- ACTIVITIES -
• a. Duplicate the page on consumer-driven health plans from "The latest survey" up to and including "rushing into them.".
• b. For each statement below, say yes or no depending on whether it agrees with the page on consumer-driven health plans, and quote the words of the page that decide it. (i) Consumer-driven health plans have existed since 2001. (ii) A new study found that these plans saved 15%. (iii) In 2007, enrollment in these plans was 2% of the privately insured adult population.

- PAGE EXTRACT -
● ● ● ●
Consumer-Driven Health Plans: Do They Work?
"Consumer-driven" health plans are favored by many Utah legislators & other conservatives as a market-based solution to rising healthcare costs. These plans typically combine high deductibles with a tax-advantaged health account that can be used to pay deductible and medical/dental expenses that are not covered.
The latest survey by the non-partisan Employee Benefit Research Institute found that
- More high-income consumers enroll: 31% of enrollees have household incomes of $100,000 or more. Percentages of low-income enrollees (<$50,000) have dropped drastically since 2005.
- Missed care: People in these plans were more likely to skimp on needed medical care or medications because of cost.
- Are these plans saving money? A new study found a modest 1.5% saving, mostly because the higher deductible discouraged consumers from using the healthcare system.
- Enrollment in consumer-driven plans remains low but is growing slightly: it was 2 % of the privately insured adult population in 2007, up from 1 percent the previous year. These plans have been around since 2001, so consumers are not exactly rushing into them.
TAKEHOMES: If you want to discourage people from getting needed care, these plans work well. Households with incomes above $100,000 (like most of the Utah Lege) can probably manage OK by utilizing the medical account back-up. The lower-income folks will just do without care.
● ● ● ●
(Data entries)
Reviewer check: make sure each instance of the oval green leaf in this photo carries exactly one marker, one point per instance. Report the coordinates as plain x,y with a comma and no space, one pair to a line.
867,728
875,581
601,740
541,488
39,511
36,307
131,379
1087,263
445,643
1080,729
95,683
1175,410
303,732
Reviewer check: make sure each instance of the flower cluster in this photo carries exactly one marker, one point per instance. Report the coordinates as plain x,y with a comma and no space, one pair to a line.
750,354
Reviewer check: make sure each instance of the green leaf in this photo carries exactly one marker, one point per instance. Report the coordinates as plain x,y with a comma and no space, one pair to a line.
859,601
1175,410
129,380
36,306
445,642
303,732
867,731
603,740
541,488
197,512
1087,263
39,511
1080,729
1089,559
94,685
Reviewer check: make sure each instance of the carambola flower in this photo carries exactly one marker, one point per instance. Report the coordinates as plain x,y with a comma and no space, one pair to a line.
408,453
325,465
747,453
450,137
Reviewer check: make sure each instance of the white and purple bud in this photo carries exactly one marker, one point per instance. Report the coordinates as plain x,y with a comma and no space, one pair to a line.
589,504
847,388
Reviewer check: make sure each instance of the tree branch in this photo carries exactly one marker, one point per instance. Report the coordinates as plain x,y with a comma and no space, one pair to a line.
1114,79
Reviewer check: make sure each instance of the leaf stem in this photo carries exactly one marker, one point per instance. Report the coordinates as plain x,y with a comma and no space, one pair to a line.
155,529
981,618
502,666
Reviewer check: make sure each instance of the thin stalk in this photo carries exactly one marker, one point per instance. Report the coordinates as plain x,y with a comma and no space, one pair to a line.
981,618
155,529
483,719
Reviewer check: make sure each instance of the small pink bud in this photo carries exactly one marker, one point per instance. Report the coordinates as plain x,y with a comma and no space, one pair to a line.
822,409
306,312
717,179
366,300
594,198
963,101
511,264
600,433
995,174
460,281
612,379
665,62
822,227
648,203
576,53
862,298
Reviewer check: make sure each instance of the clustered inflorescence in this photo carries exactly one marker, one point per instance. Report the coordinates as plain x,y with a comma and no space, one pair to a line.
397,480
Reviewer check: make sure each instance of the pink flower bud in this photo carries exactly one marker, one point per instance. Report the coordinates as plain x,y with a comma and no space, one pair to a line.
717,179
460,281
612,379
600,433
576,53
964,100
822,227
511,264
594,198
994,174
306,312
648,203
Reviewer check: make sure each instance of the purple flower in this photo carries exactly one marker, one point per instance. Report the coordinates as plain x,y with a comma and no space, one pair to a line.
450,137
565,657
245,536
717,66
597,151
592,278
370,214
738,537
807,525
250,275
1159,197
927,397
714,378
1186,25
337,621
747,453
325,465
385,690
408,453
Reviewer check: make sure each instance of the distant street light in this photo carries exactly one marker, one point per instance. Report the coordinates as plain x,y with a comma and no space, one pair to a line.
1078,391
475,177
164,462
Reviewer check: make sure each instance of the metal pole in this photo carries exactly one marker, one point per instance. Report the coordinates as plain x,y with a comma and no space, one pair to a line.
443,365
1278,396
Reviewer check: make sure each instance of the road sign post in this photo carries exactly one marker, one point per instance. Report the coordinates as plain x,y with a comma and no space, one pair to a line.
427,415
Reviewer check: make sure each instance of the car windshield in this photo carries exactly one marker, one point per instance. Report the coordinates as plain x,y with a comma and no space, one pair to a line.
● ● ● ●
- EXPECTED OUTPUTS -
• a.
The latest survey by the non-partisan Employee Benefit Research Institute found that
- More high-income consumers enroll: 31% of enrollees have household incomes of $100,000 or more. Percentages of low-income enrollees (<$50,000) have dropped drastically since 2005.
- Missed care: People in these plans were more likely to skimp on needed medical care or medications because of cost.
- Are these plans saving money? A new study found a modest 1.5% saving, mostly because the higher deductible discouraged consumers from using the healthcare system.
- Enrollment in consumer-driven plans remains low but is growing slightly: it was 2 % of the privately insured adult population in 2007, up from 1 percent the previous year. These plans have been around since 2001, so consumers are not exactly rushing into them.

• b.
(i) Yes: "These plans have been around since 2001"
(ii) No: "A new study found a modest 1.5% saving"
(iii) Yes: "it was 2 % of the privately insured adult population in 2007"